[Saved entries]
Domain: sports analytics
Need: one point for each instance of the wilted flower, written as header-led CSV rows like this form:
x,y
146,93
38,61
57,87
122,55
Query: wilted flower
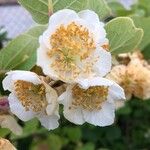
x,y
91,101
6,119
74,46
32,97
134,78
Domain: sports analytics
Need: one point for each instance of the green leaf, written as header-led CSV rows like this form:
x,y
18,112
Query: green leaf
x,y
144,23
123,35
99,6
37,8
146,52
40,9
20,53
4,132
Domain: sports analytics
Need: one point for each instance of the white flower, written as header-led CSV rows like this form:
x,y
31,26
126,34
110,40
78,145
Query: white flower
x,y
74,46
91,101
31,97
7,121
134,78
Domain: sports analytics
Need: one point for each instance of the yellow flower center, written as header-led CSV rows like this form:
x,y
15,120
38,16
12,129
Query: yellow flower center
x,y
91,98
70,44
30,95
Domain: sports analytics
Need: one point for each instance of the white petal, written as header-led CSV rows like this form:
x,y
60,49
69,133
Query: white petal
x,y
52,99
49,122
116,92
89,16
95,81
74,115
17,109
9,122
103,65
103,117
45,62
7,83
26,76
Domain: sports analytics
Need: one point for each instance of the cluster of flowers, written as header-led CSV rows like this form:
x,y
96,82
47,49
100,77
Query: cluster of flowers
x,y
74,52
132,73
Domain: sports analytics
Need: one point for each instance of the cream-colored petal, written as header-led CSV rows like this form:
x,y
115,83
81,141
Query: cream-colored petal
x,y
71,113
89,16
17,109
74,115
49,121
45,62
103,65
95,81
7,121
103,117
116,92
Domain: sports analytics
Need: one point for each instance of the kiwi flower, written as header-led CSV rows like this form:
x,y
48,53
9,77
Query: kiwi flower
x,y
134,78
91,101
32,97
74,46
6,118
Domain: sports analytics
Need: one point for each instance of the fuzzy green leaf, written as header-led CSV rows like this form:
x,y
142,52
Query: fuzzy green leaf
x,y
40,9
20,53
123,35
37,8
144,23
99,6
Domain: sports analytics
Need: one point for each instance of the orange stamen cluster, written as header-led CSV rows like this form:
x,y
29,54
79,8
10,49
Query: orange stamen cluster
x,y
70,44
31,96
90,99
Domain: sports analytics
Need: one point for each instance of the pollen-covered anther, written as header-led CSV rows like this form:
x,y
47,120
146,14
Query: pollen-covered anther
x,y
70,44
91,98
31,96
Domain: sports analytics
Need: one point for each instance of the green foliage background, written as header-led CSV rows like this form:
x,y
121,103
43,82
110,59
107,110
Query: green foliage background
x,y
131,130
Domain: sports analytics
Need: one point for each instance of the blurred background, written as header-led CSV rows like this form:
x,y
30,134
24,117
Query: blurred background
x,y
13,18
131,130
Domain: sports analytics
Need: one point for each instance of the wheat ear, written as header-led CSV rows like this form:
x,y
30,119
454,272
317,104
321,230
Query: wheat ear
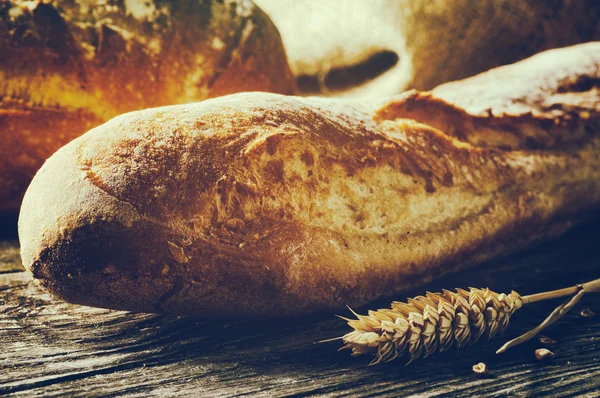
x,y
436,321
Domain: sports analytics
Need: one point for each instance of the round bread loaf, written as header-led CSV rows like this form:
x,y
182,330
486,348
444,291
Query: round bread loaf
x,y
67,66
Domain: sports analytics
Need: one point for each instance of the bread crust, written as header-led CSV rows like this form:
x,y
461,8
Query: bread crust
x,y
259,204
68,66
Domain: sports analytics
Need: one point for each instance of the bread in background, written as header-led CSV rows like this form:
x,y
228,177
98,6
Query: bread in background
x,y
383,47
67,66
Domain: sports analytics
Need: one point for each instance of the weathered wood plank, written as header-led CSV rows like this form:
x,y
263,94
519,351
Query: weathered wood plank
x,y
53,348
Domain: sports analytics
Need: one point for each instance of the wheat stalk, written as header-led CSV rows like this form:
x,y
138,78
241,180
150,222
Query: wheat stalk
x,y
436,321
430,323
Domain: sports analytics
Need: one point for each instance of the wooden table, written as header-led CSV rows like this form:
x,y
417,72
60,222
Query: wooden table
x,y
52,348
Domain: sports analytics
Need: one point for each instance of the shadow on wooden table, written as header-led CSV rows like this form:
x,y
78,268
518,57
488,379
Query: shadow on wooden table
x,y
50,347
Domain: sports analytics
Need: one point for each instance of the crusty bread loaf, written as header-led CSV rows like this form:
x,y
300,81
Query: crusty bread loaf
x,y
262,204
67,66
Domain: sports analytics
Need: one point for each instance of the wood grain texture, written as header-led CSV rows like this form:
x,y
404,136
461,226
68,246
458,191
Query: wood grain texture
x,y
52,348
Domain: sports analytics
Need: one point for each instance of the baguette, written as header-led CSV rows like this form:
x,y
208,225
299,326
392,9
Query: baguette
x,y
67,66
259,204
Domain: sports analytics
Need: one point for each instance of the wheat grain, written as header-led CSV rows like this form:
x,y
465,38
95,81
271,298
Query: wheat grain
x,y
430,323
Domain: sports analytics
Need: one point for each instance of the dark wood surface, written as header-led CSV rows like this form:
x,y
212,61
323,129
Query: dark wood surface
x,y
52,348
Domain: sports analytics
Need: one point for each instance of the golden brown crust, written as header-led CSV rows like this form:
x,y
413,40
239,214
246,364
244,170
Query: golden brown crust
x,y
91,61
261,204
547,101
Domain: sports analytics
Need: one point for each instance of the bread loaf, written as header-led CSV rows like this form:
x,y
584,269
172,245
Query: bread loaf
x,y
260,204
374,48
67,66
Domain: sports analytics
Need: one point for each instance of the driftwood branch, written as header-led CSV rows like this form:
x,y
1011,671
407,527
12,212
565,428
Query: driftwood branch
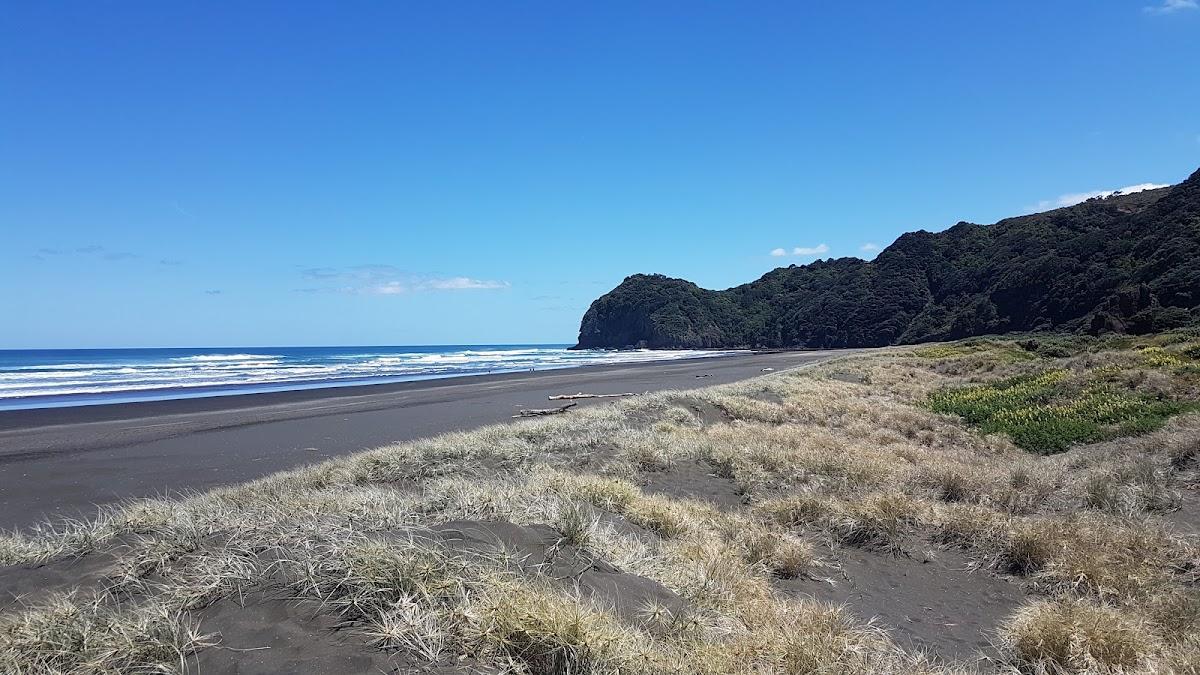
x,y
539,412
582,395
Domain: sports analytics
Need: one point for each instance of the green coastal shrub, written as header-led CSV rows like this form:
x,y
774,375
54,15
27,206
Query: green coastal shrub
x,y
1043,414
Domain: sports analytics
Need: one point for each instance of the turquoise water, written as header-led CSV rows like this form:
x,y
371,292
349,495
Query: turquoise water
x,y
34,378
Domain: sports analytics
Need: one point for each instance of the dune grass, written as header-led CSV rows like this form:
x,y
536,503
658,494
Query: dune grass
x,y
921,447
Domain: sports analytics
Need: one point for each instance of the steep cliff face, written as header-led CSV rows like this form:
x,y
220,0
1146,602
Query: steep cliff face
x,y
1127,263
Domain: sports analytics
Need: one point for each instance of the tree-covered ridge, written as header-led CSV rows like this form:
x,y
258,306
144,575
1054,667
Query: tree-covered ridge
x,y
1128,263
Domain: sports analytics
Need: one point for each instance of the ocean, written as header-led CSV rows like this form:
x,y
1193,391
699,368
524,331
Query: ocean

▶ _Task brief_:
Lines that contain "ocean" are the result; find them in the entries above and copy each one.

▶ _Exercise response_:
Need: one point for each instance of the ocean, written as header-led CSV rows like this form:
Query: ocean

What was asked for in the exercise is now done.